→ Given task
Filter the rows below and copy out every line that contains the string "shirt". Only exact-case matches count.

→ Entries supplied
##############################
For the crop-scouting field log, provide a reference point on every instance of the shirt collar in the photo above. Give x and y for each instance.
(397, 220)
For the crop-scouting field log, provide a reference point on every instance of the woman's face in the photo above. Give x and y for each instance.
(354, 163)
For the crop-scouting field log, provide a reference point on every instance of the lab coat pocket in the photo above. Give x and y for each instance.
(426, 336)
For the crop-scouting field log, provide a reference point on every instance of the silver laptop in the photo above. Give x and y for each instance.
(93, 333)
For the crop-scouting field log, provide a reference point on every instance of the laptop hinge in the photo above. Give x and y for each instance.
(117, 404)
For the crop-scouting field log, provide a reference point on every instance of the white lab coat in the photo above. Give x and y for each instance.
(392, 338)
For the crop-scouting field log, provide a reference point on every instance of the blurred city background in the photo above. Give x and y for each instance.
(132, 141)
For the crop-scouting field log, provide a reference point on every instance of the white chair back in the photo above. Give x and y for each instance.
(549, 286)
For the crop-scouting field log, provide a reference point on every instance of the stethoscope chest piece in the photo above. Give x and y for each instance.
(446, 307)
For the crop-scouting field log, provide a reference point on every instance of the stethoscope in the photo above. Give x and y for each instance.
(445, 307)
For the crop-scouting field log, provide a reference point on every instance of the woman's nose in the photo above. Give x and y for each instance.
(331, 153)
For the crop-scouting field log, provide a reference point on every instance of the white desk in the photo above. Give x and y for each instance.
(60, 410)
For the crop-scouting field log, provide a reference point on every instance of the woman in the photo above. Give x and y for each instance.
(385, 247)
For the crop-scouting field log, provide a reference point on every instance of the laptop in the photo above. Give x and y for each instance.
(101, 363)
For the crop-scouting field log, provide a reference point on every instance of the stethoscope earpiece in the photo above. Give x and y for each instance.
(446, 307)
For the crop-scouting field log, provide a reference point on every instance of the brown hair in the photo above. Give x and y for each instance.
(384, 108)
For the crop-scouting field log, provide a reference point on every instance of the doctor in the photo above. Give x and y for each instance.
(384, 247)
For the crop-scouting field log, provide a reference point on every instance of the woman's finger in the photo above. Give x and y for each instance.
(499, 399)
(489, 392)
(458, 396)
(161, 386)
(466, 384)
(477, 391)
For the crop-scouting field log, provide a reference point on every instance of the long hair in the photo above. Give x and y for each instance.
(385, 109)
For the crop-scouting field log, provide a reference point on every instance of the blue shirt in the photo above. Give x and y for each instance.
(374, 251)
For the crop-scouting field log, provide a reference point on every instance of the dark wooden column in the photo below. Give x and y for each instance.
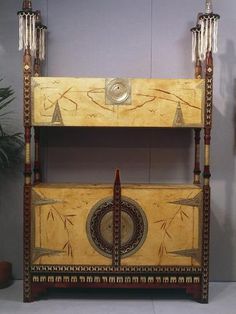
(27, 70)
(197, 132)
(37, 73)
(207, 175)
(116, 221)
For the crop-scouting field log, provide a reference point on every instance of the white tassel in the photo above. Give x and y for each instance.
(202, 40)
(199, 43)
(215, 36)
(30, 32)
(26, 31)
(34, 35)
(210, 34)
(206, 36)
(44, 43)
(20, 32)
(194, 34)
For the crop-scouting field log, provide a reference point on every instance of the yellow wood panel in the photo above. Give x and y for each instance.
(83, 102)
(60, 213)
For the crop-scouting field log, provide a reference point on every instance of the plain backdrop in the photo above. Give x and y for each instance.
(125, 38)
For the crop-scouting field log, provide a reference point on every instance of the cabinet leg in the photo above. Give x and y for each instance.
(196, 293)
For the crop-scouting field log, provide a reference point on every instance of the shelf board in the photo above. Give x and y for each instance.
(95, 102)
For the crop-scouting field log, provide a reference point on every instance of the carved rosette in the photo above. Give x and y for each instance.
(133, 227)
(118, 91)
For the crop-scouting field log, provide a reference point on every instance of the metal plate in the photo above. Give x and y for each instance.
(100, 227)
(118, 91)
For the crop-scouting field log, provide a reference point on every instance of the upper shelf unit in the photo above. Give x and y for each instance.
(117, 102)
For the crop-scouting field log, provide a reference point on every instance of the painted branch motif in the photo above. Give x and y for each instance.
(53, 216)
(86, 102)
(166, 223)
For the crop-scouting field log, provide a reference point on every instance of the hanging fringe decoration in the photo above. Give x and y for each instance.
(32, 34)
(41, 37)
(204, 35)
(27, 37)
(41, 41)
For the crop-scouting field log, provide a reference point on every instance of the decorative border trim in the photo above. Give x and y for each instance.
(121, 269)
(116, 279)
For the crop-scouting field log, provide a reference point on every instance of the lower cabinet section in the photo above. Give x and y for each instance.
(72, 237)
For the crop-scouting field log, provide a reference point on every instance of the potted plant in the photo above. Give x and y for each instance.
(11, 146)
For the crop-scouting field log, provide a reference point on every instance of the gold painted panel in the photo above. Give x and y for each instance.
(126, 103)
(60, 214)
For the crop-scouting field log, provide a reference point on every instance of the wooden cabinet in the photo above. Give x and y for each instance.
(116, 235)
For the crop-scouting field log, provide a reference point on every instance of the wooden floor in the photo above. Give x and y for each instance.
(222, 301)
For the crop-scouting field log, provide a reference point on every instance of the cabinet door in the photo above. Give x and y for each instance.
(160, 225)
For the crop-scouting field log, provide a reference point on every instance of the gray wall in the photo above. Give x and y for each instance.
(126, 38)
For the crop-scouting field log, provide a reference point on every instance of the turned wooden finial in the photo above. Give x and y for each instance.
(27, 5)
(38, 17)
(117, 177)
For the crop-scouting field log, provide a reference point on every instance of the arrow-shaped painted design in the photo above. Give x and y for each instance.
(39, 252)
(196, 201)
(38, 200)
##############################
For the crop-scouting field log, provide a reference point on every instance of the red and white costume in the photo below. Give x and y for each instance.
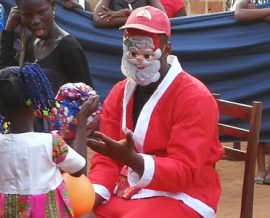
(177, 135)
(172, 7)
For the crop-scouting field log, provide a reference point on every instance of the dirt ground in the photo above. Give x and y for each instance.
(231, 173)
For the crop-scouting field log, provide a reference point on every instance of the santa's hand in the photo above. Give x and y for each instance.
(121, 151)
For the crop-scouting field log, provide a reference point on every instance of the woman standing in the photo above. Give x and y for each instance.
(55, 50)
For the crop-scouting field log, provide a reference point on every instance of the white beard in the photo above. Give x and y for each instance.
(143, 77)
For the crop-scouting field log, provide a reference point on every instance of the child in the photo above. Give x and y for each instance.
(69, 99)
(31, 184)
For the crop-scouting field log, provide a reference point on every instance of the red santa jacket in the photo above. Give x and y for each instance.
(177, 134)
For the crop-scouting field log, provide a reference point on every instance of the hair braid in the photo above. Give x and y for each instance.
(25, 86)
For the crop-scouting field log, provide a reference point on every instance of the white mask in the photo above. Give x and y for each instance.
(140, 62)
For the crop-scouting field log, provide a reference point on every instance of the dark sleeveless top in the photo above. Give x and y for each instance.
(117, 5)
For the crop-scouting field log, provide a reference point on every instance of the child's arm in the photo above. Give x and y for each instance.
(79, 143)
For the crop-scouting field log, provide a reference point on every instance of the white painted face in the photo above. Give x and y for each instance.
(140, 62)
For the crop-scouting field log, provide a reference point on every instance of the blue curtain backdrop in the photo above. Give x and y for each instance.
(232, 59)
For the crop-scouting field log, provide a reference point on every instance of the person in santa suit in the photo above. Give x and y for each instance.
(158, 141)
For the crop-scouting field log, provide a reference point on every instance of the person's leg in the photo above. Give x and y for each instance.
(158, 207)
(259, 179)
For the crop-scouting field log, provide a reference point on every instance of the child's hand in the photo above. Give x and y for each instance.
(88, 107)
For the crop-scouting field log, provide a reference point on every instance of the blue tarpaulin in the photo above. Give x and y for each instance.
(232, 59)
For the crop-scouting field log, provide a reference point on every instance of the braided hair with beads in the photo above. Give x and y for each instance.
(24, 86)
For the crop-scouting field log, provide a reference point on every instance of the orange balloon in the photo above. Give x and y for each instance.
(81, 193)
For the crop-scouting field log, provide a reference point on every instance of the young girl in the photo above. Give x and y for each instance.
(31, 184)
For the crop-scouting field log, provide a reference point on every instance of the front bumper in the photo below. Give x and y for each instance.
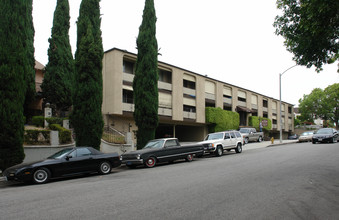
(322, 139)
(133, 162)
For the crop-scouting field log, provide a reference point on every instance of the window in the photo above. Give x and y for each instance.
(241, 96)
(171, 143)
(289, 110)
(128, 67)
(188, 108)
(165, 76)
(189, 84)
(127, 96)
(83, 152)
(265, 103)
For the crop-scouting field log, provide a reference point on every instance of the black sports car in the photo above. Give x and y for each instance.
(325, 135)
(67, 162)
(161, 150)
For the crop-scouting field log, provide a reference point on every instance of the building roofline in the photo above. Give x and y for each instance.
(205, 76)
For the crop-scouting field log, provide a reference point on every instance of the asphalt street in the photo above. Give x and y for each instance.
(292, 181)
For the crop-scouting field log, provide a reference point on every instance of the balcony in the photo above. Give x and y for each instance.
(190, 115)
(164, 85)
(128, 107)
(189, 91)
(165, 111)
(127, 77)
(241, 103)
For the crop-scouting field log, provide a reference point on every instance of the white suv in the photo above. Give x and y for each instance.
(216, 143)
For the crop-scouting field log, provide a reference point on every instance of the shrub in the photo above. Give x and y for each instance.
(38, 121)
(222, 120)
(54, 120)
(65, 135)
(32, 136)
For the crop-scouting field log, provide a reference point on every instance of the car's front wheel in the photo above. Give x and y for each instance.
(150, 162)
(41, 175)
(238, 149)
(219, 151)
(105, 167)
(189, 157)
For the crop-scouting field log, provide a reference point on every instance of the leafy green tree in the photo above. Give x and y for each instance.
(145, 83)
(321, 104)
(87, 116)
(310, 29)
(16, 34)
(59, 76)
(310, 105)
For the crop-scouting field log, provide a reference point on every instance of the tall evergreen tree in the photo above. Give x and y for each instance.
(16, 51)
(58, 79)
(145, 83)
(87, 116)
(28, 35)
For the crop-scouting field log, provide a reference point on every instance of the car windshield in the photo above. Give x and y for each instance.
##############################
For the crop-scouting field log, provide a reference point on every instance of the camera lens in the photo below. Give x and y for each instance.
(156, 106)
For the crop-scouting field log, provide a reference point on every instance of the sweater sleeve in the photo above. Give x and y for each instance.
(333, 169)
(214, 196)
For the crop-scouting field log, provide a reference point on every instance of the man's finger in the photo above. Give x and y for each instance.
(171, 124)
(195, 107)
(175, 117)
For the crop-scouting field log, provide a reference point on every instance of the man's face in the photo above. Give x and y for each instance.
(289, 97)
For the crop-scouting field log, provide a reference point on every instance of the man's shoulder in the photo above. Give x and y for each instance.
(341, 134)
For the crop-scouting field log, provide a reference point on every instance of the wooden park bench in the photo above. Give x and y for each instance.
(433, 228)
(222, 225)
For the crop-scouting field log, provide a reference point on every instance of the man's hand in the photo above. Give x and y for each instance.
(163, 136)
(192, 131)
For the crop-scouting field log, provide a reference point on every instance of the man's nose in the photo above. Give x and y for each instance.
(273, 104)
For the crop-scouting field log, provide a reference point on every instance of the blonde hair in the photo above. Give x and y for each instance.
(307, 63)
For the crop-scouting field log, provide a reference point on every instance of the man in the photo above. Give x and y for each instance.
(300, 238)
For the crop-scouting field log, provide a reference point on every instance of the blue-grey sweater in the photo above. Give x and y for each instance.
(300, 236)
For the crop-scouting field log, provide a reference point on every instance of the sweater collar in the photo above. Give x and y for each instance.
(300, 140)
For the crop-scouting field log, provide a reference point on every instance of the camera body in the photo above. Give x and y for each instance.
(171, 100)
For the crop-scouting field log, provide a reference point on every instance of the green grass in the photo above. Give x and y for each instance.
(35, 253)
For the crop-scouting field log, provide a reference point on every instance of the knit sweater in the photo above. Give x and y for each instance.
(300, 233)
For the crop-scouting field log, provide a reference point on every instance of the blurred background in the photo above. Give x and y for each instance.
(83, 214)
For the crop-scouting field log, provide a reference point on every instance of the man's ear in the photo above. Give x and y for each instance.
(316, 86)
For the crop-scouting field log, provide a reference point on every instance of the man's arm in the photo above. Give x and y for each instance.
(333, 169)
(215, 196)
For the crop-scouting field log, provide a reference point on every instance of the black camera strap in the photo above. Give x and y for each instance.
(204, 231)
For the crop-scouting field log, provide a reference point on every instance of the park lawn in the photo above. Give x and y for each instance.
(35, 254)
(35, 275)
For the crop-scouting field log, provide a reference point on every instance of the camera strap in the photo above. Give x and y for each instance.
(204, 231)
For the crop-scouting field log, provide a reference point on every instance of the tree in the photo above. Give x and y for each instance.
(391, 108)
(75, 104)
##############################
→ Reply to the task
For the crop-scouting field log, provide a reference point on every instance of the shirt collar in the photo above. Give x and y for each instance.
For the crop-scouting field log, provide a reference point on every instance of the blue shirt in the photo above. Give x and y for each instance.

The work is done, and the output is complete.